PASSAGE TO READ:
I hope that Alabama’s senators recognize the threat that comes from this proposed legislation.

STOCK

In 1980, the U.S. government increased Federal Deposit Insurance Corporation (FDIC) deposit insurance coverage from $40,000 to $100,000. What followed was the Savings and Loan Crisis of the 1980s. 

With banks having this large of a taxpayer-funded backstop, reckless risk-taking became the norm, while bank monitoring by larger, more sophisticated depositors went by the wayside. By the end, the crisis marked the worst widespread bank failures since the Great Depression. 

Now, following the collapse of Silicon Valley Bank in 2023, history could be repeating itself.  

Last month, Senators Angela Alsobrooks, D-Maryland, and Bill Hagerty, R-Tennessee, introduced S.2999, the Main Street Depositor Protection Act. This would increase FDIC deposit insurance for non-interest-bearing business transaction accounts by 3,900 percent, from the existing $250,000 to $10 million.

WRITTEN PROBLEM 1: In the passage on FDIC deposit insurance, can you swap "reckless risk-taking" for "excessive risk-taking" and give the text from "In 1980, the" up to and including "the Great Depression."?
WRITTEN PROBLEM 2:
Answer these about the passage on FDIC deposit insurance:
(a) To what amount did the U.S. government raise FDIC deposit insurance coverage in 1980?
(b) Which bank collapsed in 2023?
(c) What is the name of the bill S.2999?

(Dataset entries)

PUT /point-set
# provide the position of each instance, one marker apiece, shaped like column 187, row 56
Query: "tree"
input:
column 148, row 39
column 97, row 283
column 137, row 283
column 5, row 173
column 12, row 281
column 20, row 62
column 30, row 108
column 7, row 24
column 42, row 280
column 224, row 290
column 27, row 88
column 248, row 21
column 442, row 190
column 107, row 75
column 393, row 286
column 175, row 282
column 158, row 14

CORRECT RESPONSE 1:
In 1980, the U.S. government increased Federal Deposit Insurance Corporation (FDIC) deposit insurance coverage from $40,000 to $100,000. What followed was the Savings and Loan Crisis of the 1980s. 

With banks having this large of a taxpayer-funded backstop, excessive risk-taking became the norm, while bank monitoring by larger, more sophisticated depositors went by the wayside. By the end, the crisis marked the worst widespread bank failures since the Great Depression.

CORRECT RESPONSE 2:
(a) $100,000
(b) Silicon Valley Bank
(c) The Main Street Depositor Protection Act